**Short problem:** Copy out each line of the material below that contains the string "white", keeping the lines in their original order.

....

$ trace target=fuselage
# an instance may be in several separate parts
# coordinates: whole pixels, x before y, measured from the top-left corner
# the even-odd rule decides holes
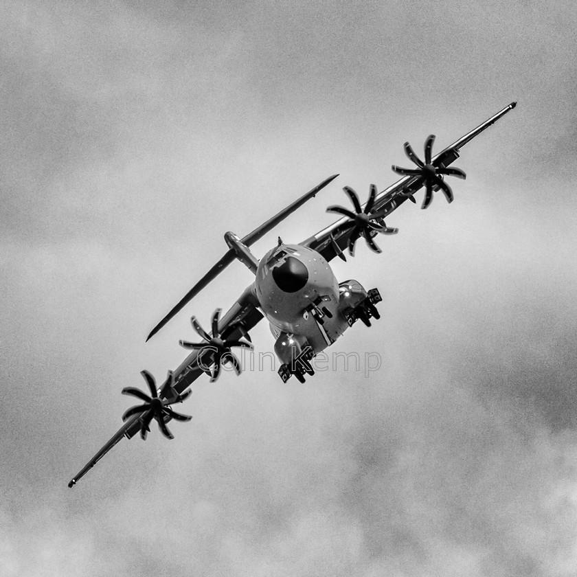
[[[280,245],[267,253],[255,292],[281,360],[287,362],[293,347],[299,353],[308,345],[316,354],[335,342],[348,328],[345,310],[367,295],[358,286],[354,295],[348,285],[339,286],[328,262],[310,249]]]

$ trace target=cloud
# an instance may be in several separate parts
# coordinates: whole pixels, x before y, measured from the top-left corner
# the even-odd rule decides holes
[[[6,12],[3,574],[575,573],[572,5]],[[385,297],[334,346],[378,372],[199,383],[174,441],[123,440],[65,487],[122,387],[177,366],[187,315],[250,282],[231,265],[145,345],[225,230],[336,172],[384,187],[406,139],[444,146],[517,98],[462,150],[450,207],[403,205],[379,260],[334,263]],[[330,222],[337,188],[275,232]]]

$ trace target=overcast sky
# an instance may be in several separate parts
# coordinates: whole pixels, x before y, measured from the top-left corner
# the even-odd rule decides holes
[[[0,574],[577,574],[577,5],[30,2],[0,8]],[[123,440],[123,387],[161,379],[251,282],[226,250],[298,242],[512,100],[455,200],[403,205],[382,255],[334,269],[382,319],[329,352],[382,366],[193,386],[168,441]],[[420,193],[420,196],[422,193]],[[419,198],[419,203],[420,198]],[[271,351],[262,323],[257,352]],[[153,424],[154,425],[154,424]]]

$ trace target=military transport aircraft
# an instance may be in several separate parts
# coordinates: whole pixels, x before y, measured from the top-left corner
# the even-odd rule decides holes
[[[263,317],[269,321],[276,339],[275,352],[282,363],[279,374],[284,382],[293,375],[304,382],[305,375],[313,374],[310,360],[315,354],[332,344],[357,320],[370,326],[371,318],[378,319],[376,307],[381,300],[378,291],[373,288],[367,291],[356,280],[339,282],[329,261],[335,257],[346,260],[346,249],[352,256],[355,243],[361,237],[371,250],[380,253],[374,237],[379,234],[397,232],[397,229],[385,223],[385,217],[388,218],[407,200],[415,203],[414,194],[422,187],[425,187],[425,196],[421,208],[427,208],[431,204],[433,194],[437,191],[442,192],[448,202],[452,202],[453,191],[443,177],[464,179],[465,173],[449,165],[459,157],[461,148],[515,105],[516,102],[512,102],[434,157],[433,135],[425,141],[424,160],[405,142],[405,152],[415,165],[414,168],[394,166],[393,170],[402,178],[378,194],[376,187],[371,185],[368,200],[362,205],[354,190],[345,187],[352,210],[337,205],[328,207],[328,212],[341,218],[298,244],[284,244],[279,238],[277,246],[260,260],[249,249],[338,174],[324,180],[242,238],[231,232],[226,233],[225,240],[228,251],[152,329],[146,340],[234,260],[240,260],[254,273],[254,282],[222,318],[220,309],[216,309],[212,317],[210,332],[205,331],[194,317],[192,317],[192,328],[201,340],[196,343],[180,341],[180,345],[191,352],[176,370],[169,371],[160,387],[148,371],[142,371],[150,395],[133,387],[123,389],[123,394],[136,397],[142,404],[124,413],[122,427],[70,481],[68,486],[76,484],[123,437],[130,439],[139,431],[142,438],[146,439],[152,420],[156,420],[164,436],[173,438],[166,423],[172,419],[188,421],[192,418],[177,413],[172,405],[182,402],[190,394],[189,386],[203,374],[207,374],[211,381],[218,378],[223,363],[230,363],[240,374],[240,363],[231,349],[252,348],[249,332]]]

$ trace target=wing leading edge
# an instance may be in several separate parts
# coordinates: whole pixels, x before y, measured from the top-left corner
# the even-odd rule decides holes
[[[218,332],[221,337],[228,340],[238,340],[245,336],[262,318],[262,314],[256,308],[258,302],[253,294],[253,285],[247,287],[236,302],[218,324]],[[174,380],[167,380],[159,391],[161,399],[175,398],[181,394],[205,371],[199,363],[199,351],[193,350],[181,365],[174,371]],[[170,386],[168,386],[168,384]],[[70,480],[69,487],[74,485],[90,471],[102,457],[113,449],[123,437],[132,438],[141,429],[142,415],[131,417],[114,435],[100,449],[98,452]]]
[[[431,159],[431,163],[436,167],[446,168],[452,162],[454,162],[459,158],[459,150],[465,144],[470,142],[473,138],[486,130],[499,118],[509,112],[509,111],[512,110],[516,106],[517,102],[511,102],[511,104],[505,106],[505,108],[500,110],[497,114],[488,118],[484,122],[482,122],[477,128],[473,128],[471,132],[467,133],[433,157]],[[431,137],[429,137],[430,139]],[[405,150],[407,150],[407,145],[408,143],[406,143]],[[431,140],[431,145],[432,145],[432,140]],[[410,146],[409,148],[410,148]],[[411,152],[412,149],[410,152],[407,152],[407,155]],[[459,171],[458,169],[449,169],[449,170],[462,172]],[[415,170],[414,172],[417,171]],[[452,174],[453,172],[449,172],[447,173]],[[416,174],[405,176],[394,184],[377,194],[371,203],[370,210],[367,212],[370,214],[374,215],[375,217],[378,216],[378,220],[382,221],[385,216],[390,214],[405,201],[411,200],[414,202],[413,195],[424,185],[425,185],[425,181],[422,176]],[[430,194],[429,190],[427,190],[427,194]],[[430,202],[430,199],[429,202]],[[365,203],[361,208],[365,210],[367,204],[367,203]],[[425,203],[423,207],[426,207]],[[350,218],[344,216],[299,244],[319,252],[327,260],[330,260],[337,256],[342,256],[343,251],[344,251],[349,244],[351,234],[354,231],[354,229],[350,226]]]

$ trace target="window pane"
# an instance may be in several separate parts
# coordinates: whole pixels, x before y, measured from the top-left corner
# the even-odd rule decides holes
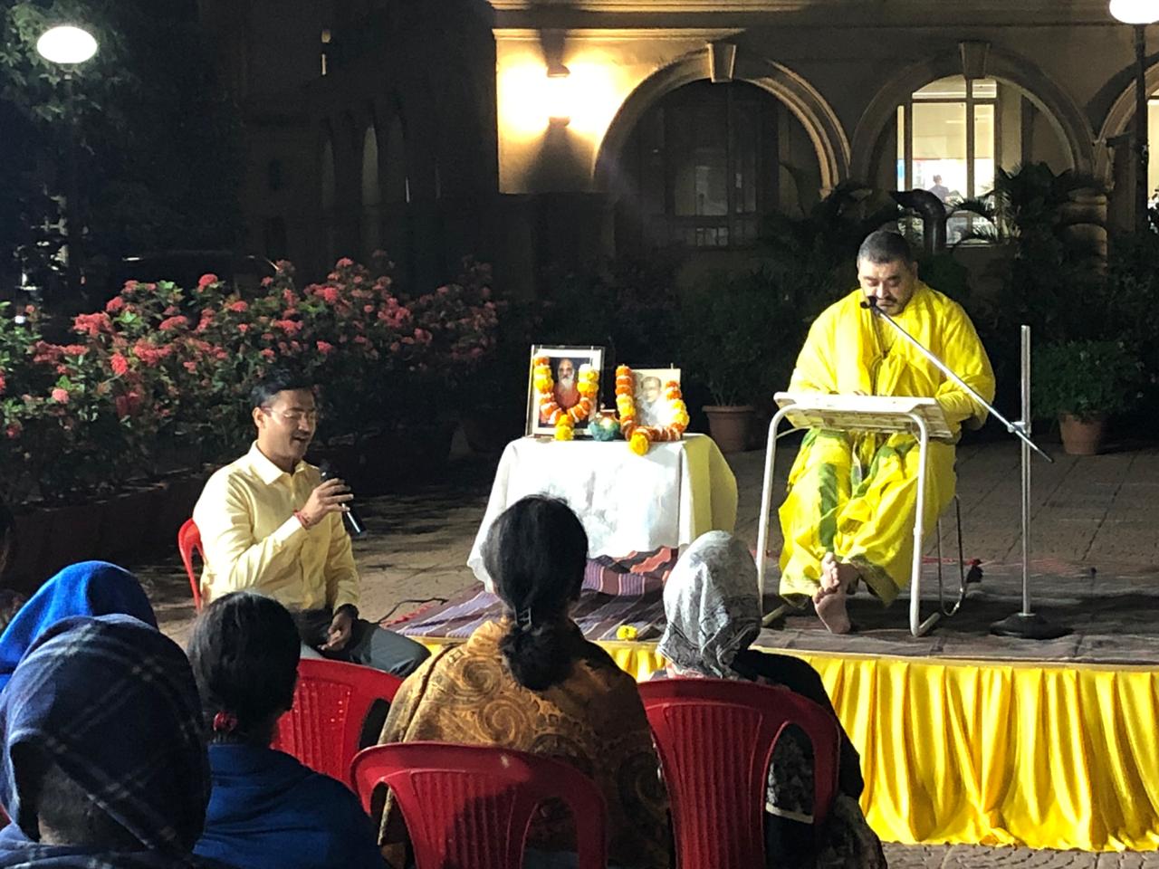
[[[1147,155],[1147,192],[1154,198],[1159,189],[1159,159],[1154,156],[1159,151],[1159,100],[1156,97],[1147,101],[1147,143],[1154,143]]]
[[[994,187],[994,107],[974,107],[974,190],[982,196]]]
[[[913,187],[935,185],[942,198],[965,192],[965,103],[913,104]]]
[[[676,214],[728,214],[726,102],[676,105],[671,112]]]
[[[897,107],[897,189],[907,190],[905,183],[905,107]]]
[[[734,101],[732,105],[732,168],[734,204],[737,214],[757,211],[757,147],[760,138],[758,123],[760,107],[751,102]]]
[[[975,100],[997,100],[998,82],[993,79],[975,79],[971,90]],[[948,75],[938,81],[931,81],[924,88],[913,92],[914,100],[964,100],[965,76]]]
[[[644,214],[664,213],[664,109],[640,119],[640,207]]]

....

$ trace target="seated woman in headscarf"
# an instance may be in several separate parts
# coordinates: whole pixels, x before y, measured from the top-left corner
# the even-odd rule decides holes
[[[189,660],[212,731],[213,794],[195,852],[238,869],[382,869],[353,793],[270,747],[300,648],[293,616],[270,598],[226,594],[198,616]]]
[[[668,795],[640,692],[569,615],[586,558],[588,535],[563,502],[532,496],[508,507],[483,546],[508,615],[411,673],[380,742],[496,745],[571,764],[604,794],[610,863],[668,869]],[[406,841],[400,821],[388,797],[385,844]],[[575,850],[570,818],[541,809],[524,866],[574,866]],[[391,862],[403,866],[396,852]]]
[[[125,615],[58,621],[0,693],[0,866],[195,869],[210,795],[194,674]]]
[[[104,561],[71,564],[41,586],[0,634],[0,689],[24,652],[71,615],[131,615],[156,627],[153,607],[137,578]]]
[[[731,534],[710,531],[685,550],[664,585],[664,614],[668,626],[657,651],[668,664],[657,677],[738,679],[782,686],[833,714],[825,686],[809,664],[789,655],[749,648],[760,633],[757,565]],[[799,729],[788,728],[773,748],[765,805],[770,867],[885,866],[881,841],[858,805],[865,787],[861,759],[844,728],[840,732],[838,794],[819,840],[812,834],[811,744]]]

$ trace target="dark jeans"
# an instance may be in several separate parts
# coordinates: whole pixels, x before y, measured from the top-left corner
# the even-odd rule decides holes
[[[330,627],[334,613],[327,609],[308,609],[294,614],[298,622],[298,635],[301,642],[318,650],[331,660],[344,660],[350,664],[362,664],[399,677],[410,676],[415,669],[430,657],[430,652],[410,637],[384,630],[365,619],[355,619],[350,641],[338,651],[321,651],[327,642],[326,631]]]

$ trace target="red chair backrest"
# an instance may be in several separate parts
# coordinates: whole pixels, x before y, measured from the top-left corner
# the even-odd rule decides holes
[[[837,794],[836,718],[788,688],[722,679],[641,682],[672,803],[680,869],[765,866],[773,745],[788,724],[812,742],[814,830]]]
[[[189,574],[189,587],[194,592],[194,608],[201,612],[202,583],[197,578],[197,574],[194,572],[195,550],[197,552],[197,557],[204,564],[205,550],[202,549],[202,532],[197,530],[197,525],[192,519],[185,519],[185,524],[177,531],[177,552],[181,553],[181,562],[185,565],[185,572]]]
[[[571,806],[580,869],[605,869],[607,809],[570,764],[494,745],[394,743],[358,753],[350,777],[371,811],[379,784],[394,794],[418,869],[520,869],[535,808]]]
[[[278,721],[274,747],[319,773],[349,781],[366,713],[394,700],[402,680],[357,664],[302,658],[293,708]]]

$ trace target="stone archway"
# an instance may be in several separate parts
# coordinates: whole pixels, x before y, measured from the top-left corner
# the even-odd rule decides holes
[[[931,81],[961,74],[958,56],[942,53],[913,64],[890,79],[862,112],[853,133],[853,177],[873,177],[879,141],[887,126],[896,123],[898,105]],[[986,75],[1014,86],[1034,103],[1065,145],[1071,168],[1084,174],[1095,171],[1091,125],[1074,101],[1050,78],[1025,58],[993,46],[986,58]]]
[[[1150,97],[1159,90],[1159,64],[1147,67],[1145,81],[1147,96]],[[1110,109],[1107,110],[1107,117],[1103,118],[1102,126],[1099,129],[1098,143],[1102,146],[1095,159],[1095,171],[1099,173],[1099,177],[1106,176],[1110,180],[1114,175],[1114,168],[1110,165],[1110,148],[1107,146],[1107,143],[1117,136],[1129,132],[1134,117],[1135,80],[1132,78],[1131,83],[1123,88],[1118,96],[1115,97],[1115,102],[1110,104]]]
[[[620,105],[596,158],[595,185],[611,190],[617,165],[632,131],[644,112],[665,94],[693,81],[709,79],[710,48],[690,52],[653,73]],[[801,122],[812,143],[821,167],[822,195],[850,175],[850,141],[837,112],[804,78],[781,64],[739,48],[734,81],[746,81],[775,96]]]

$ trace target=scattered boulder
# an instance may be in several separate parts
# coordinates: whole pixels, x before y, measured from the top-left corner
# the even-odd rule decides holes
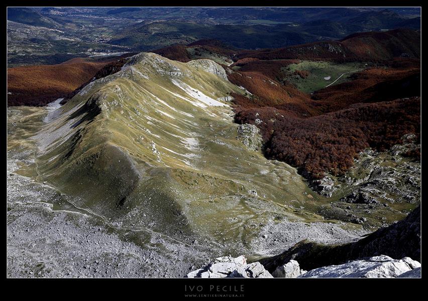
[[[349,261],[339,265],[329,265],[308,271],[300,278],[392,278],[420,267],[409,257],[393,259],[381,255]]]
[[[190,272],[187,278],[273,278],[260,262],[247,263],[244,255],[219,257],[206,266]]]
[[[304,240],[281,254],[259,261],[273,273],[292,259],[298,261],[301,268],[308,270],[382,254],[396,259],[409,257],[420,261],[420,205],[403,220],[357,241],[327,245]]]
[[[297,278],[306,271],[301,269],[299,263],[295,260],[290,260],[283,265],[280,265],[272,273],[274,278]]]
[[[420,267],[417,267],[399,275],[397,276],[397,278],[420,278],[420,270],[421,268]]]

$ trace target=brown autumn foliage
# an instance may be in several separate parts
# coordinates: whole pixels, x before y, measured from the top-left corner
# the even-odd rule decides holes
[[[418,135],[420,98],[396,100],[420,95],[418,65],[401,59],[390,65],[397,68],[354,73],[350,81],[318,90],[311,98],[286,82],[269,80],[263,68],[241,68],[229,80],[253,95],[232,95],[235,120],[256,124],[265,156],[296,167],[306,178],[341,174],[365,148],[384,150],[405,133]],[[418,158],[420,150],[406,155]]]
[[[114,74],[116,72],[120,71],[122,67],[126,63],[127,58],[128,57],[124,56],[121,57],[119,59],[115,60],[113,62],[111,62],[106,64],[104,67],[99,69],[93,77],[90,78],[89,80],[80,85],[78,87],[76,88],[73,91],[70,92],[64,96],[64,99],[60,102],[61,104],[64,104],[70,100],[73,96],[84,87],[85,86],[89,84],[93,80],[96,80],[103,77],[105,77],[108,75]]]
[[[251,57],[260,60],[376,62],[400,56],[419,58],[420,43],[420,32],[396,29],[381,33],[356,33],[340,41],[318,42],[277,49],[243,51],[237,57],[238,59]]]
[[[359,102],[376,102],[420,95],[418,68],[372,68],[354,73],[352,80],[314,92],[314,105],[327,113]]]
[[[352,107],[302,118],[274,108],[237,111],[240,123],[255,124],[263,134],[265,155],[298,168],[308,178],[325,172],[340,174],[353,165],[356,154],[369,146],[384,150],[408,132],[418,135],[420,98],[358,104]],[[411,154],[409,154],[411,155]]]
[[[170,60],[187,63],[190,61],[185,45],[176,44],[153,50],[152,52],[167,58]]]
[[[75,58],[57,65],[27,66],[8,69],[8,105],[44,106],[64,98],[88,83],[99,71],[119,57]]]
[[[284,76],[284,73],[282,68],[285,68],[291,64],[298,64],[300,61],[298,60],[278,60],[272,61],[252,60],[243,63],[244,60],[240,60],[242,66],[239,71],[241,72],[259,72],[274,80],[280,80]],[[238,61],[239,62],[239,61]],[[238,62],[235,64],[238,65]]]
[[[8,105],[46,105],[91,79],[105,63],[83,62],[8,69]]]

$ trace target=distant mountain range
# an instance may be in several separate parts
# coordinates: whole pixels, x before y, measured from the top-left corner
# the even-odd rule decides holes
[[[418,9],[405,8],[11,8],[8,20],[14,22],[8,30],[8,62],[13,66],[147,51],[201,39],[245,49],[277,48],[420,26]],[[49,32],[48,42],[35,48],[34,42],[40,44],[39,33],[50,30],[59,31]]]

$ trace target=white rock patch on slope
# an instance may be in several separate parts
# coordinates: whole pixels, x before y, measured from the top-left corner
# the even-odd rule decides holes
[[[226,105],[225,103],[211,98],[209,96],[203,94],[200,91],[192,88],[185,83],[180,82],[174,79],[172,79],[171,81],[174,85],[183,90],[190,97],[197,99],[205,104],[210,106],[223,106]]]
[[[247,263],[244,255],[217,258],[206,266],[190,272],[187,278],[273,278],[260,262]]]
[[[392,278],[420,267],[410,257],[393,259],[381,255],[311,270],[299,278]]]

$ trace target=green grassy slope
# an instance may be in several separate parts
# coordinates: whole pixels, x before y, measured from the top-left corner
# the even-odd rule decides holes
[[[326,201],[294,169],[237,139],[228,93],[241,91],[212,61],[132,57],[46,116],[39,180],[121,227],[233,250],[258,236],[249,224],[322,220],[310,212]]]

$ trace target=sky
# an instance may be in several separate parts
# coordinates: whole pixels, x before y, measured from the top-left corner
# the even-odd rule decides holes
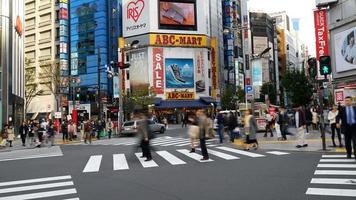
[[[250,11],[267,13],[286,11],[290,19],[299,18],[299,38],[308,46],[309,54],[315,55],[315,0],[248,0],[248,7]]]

....

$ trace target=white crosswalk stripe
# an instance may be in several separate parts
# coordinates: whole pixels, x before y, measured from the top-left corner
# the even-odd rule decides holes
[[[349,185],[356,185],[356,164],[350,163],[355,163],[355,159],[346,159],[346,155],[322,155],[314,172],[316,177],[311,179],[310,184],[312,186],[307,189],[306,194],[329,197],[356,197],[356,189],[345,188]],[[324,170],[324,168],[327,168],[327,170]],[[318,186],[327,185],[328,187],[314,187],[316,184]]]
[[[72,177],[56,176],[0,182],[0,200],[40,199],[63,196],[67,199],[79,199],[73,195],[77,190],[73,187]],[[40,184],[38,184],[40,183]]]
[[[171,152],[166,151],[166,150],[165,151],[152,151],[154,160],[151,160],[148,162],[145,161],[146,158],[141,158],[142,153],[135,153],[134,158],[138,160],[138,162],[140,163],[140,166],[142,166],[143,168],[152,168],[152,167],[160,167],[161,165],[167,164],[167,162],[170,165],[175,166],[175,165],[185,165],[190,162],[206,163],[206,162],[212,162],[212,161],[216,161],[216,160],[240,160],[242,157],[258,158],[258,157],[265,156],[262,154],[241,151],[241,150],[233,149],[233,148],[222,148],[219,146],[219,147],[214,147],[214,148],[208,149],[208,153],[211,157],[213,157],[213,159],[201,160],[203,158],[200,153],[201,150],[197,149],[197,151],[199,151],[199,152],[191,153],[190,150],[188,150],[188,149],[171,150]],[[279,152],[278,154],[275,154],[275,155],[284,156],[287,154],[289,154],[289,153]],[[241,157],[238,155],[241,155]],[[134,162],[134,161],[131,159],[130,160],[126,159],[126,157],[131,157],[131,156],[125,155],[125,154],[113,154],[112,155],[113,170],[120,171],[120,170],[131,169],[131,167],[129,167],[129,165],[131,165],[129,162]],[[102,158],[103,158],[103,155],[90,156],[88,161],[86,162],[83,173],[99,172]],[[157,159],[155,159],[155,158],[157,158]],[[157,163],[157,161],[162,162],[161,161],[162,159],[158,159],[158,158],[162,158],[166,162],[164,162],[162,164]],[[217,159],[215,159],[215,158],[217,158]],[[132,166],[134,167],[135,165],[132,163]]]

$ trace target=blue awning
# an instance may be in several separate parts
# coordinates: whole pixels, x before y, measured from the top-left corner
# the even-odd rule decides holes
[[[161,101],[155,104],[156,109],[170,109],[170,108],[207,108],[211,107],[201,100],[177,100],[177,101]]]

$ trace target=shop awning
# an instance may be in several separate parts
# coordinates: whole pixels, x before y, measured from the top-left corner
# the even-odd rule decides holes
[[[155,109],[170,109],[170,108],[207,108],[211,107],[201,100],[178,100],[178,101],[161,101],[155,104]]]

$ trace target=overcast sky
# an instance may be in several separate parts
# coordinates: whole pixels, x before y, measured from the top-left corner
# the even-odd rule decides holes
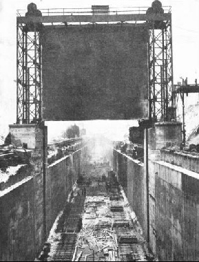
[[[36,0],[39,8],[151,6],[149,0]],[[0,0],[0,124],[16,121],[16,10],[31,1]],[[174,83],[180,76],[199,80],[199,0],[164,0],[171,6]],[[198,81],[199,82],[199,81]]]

....

**Correct answer:**
$ trace target=white rock patch on slope
$ trace target=white crosswalk stripe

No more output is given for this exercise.